**Exercise description:** Can you put the lines from the one containing "Where can the serrated" through the one containing "<point>717,639</point>", both included, into a numbered list, leaving out blank lines and including no other lines?

Source records
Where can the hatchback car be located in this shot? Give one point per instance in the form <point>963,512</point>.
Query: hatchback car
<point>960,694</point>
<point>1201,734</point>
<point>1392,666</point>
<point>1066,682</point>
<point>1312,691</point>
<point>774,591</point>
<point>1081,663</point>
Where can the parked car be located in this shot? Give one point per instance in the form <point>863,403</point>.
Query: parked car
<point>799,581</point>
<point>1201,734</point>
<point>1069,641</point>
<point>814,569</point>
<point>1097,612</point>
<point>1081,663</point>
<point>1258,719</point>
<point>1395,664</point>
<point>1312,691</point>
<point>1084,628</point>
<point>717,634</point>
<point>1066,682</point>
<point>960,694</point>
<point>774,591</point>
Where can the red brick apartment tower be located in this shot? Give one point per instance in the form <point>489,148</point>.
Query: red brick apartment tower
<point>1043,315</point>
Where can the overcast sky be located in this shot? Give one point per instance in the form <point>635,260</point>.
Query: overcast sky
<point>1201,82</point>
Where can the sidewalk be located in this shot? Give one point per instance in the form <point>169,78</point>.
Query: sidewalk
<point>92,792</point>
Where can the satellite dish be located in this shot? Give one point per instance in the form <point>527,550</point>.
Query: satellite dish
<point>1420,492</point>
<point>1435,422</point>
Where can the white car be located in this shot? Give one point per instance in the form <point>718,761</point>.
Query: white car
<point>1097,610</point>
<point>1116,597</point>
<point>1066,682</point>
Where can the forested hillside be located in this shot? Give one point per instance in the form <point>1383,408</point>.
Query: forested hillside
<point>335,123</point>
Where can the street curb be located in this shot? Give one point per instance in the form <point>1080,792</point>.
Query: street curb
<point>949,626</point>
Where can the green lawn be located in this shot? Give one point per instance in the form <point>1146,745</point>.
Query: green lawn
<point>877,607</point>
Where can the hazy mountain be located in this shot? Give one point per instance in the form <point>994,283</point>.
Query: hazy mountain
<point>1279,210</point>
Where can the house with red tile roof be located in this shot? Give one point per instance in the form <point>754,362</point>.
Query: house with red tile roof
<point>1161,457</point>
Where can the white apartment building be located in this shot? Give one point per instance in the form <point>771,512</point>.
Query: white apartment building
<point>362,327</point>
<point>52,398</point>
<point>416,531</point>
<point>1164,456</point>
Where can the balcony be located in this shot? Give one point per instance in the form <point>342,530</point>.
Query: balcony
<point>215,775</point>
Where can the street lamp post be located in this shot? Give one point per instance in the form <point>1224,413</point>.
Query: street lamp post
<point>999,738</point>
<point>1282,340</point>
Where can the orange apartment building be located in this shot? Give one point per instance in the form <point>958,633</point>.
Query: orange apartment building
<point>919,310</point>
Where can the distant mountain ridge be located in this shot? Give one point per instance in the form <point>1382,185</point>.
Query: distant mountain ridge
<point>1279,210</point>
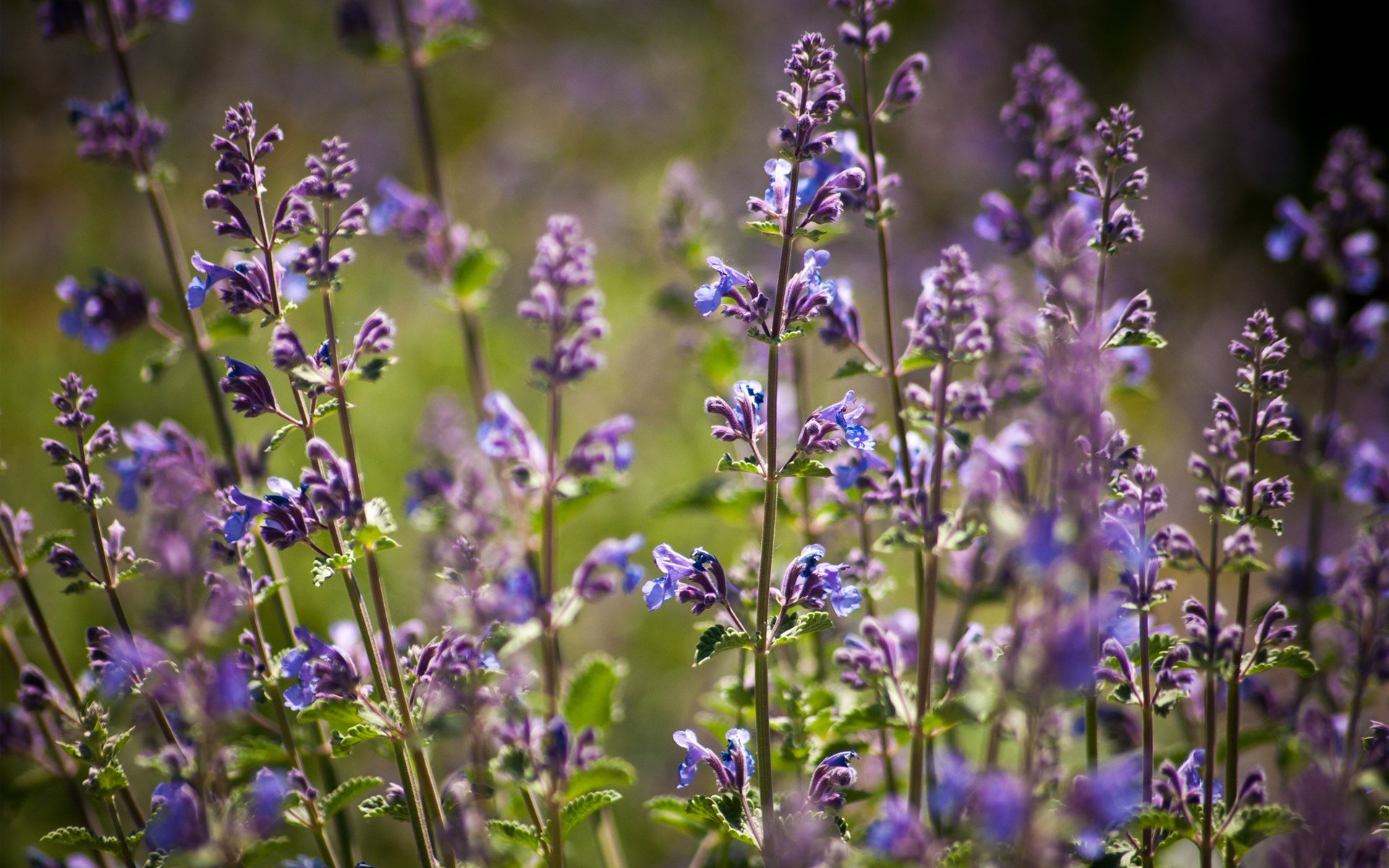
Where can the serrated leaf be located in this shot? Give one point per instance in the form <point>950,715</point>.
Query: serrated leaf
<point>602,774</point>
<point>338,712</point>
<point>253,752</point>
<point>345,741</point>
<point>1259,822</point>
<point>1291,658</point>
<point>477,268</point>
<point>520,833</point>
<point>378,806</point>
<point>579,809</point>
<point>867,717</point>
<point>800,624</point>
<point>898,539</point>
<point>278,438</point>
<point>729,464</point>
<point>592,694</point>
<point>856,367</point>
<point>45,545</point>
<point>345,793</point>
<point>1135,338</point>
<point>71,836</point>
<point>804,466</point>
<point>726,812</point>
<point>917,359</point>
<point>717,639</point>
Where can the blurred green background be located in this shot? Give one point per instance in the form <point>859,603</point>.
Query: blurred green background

* * *

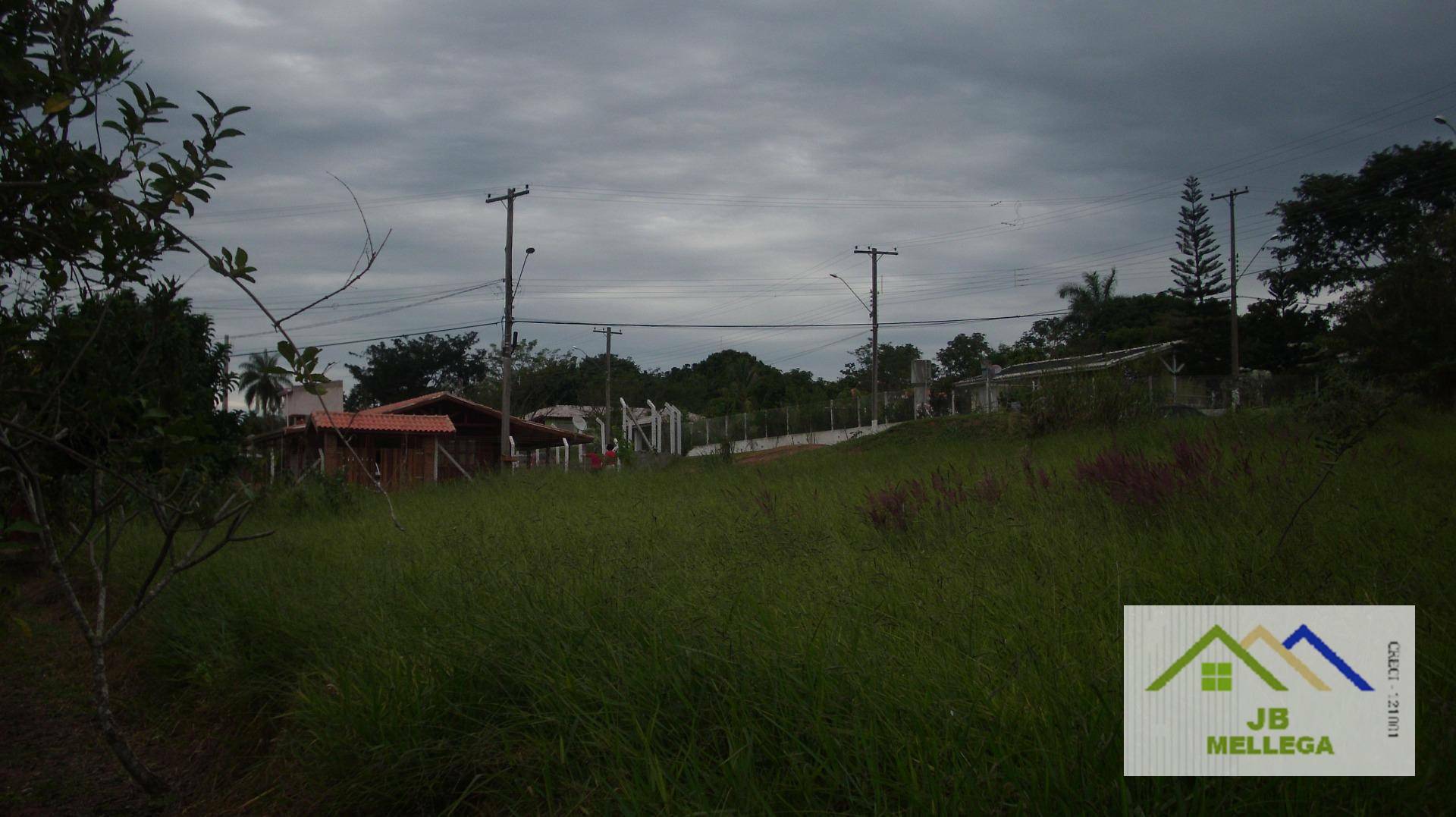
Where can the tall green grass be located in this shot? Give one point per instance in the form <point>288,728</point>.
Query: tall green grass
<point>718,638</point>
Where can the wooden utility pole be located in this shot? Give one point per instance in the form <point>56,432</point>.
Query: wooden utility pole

**Written response:**
1. Where can the serrated leaf be located in this shot? Give one point per instance in the form <point>950,715</point>.
2. Query: serrated leaf
3. <point>602,774</point>
4. <point>338,712</point>
5. <point>253,752</point>
6. <point>345,741</point>
7. <point>1259,822</point>
8. <point>1291,658</point>
9. <point>477,268</point>
10. <point>520,833</point>
11. <point>378,806</point>
12. <point>579,809</point>
13. <point>867,717</point>
14. <point>800,624</point>
15. <point>898,539</point>
16. <point>278,438</point>
17. <point>729,464</point>
18. <point>592,694</point>
19. <point>856,367</point>
20. <point>45,545</point>
21. <point>345,793</point>
22. <point>1135,338</point>
23. <point>71,836</point>
24. <point>804,466</point>
25. <point>726,812</point>
26. <point>917,359</point>
27. <point>717,639</point>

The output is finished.